### Set of tasks
1. In the post about redesigning book covers, what does the writer call a book's description?
2. In the book-cover post, rewrite everything from "Well, I redesigned" down to "people will die.", changing "thugs" to "assassins".
3. Carry the post about redesigning book covers forward from its final sentence.

### Page excerpt
--------
Hey everybody! Sorry I’m late this week. I’ve been a busy bee. I recently made new covers for my books because they weren’t selling well. And those buyers were not rejecting my book based on context, they don’t even know what my book says. They were scrolling through the books, looking for a picture that grabbed them, and when they see one they like, they read the title, and click to read what it’s about. So there are two things readers judge the book by: the cover, and the description. Some people call it your blurb. I call it sales copy. It’s all the same thing. A pitch.
Well, I redesigned my covers from this:


To these:

A forgotten race of mages, being kept as slaves.
A secret war the people have been made to forget.
And I’m the key to unlocking the truth.
My desire for peace led me to become a warrior. First I get visions that start coming true, then thugs start trying to kill me. As I unravel my parents’ secrets, I’m sucked into a secret life with Keron, a biomechanical hottie, who just happened to reject me three years ago. Awkward, I know.
When I develop powers of my own, I still don’t know where I belong…but if I can’t find the machine the Source Wizard’s been searching for all my life, an entire dimension of people will die.

I’m a warrior, a princess, and a mage.
--------
### Information provided
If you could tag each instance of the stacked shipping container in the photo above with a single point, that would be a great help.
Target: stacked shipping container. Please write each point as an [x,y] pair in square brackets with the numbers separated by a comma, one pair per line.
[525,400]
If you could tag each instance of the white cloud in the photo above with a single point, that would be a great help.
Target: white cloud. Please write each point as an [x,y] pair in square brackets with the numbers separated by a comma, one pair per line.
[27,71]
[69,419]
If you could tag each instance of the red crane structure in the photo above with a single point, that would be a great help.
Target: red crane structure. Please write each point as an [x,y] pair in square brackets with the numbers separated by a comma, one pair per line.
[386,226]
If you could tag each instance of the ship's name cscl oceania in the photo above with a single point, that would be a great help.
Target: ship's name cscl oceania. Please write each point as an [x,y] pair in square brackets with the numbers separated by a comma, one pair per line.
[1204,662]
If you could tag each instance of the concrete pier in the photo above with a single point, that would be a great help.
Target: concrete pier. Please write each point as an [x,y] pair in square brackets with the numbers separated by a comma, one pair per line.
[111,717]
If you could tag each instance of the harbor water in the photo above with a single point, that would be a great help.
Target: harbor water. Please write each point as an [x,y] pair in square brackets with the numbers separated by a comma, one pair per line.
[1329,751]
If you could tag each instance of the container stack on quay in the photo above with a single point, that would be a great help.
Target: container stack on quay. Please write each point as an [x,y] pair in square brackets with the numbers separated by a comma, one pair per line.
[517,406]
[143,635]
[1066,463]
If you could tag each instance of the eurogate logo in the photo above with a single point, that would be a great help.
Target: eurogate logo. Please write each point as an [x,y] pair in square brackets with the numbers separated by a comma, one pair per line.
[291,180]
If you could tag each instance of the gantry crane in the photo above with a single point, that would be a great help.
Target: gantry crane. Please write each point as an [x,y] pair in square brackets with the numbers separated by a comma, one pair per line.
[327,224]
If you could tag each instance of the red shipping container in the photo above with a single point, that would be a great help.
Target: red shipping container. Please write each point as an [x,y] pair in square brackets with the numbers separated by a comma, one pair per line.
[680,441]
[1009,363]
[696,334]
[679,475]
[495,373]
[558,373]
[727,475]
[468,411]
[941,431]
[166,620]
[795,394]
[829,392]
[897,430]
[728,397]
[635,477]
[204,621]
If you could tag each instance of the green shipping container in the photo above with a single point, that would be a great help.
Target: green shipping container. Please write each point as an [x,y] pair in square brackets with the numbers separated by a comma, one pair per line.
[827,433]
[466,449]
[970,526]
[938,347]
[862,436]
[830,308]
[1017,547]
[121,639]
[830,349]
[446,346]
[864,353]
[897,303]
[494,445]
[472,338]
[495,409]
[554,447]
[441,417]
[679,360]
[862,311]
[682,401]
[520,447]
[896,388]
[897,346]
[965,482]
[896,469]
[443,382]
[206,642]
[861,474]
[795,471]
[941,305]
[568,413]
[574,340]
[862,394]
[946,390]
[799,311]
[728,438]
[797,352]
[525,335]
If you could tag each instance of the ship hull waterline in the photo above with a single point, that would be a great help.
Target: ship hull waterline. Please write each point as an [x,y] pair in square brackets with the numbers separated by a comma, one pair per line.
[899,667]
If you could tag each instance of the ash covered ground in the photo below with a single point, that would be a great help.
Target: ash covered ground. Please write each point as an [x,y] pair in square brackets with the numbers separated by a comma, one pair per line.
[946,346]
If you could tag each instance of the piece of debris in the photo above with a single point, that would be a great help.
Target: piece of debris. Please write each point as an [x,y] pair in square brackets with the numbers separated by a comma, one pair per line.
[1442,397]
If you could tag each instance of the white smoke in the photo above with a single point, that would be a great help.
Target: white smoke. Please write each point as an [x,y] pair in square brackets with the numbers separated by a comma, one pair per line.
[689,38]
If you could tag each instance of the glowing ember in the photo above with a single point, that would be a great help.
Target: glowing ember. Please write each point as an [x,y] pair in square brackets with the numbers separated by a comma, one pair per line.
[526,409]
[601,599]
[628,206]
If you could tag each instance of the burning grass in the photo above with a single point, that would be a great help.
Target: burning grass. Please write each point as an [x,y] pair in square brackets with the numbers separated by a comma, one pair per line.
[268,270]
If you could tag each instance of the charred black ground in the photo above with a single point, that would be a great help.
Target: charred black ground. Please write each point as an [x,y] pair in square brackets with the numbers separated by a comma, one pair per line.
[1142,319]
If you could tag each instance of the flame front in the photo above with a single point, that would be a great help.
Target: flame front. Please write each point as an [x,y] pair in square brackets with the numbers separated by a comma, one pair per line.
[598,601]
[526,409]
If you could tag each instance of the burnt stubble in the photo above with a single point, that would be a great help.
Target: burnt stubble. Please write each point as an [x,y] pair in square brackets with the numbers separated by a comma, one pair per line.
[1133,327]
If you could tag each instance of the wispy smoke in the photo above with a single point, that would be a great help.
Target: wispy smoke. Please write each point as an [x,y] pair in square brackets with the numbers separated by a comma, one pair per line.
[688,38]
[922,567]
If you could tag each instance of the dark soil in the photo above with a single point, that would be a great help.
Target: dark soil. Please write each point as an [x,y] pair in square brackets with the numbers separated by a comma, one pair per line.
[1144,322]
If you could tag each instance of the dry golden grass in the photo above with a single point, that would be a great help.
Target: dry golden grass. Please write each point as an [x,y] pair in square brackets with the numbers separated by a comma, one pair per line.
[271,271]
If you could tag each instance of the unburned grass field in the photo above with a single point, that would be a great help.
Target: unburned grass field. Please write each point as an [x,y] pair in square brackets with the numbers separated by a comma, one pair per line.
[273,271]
--------
### Answers for the exercise
1. Sales copy.

2.
Well, I redesigned my covers from this:


To these:

A forgotten race of mages, being kept as slaves.
A secret war the people have been made to forget.
And I’m the key to unlocking the truth.
My desire for peace led me to become a warrior. First I get visions that start coming true, then assassins start trying to kill me. As I unravel my parents’ secrets, I’m sucked into a secret life with Keron, a biomechanical hottie, who just happened to reject me three years ago. Awkward, I know.
When I develop powers of my own, I still don’t know where I belong…but if I can’t find the machine the Source Wizard’s been searching for all my life, an entire dimension of people will die.

3.
And war awaits me…
The Source Wizard Gasten is using my visions to find the machine. The race is on. He only knows what the cave entrance looks like, not the location. But I do. When I find the machine, I will go to Garrith and set my people free.
But if he finds it first, the slaves will die- or be turned into machines that he will order to march into new dimensions, enslaving the people there, while Gasten sucks their magic dry. And it will be my fault.
I can’t afford to lose before the war.
What do you think? Better? Do they grab your attention? Covers are not meant to tell a story, they are meant to tell genre and age range, and then excite those readers, or elicit an emotional response when they see it. The question is, if you saw these covers on a page with other YA fantasy romances, would it interest you? Would you click to read what it’s about?
I also redid the manuscripts because book one had nothing at the end, and book two had the first chapter of book one at the end. Which is kind of stupid. So I put the next book’s first chapter at the end.
But, when I took it to my publisher, he said they wouldn’t change it. He said, essentially, I own the book and I get to choose what is done with it. I knew I needed to get my rights back. So I told them I’d like to terminate our contract and they told me it would cost $1907. I had to get a loan, and that will be my Christmas present this year, but I got my rights back, finally. YAY! So I self-published my first two books. I think Amazon is still getting the books joined together with the first edition.
Unfortunately, I just had some promo materials made, that have the right covers, but they switched my ASIN numbers, so the “Buy Here” addresses don’t work now. And it’s gone to the printer, so I can’t fix it. I will have to get creative with that. Maybe print a little sticker that says the right site addresses, but my printer broke last week. Grrr.
I also got hired as an editor for Touchpoint Press recently, so I need to hurry this blog along so I can read manuscripts. I am so excited to be working as an editor!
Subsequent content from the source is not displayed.